• EXERCISE OBJECTIVE
Copy out every line of the material below that contains the word "strap".

• LISTING
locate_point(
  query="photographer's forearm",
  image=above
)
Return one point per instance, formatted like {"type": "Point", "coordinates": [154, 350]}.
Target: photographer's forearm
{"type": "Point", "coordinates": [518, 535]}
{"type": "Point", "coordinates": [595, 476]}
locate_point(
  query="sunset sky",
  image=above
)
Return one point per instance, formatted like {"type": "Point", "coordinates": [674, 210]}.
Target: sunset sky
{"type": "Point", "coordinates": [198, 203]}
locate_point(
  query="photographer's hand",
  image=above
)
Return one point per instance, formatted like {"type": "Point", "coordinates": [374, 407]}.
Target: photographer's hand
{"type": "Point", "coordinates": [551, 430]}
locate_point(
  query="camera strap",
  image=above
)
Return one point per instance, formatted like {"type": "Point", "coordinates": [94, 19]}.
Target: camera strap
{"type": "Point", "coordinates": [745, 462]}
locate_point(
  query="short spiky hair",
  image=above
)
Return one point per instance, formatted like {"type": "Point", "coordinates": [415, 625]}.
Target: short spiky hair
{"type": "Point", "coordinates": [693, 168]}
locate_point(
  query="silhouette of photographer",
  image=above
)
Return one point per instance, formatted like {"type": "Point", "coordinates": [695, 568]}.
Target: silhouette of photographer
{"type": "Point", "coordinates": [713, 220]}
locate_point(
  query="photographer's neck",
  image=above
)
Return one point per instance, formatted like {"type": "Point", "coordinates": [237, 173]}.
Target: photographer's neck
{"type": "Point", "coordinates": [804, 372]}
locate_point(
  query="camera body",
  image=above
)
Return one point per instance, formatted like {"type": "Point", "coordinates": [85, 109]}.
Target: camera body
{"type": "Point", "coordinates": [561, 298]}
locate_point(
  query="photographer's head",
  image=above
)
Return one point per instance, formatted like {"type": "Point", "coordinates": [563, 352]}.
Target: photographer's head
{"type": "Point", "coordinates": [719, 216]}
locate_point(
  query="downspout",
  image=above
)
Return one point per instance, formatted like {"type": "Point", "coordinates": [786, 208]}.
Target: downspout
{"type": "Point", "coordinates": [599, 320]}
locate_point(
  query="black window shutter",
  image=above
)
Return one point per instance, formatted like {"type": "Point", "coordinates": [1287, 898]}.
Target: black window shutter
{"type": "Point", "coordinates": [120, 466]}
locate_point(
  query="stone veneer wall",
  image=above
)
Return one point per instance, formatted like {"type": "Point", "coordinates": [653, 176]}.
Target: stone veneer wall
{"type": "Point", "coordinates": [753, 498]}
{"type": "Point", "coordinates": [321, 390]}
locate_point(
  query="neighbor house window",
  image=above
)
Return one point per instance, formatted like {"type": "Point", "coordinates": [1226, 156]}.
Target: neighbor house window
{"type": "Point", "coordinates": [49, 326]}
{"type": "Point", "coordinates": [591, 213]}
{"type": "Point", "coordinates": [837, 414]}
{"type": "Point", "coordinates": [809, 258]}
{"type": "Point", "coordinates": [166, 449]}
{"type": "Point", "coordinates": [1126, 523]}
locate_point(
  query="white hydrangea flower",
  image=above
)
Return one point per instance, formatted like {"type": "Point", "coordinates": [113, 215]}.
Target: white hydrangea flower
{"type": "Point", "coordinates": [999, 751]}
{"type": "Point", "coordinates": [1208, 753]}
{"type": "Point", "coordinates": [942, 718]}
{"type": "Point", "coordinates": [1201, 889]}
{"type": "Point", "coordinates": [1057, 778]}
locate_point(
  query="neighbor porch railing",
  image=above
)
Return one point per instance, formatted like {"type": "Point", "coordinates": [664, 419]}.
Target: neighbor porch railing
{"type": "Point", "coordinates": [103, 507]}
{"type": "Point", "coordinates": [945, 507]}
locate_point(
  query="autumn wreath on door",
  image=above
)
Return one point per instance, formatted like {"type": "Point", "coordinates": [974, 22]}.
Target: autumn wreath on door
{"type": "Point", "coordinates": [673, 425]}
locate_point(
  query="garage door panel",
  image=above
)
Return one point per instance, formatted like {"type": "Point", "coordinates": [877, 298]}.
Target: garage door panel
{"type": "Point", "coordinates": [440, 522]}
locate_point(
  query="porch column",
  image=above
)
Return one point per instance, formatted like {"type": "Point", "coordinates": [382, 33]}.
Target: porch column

• TASK OUTPUT
  query="camera strap",
Target: camera strap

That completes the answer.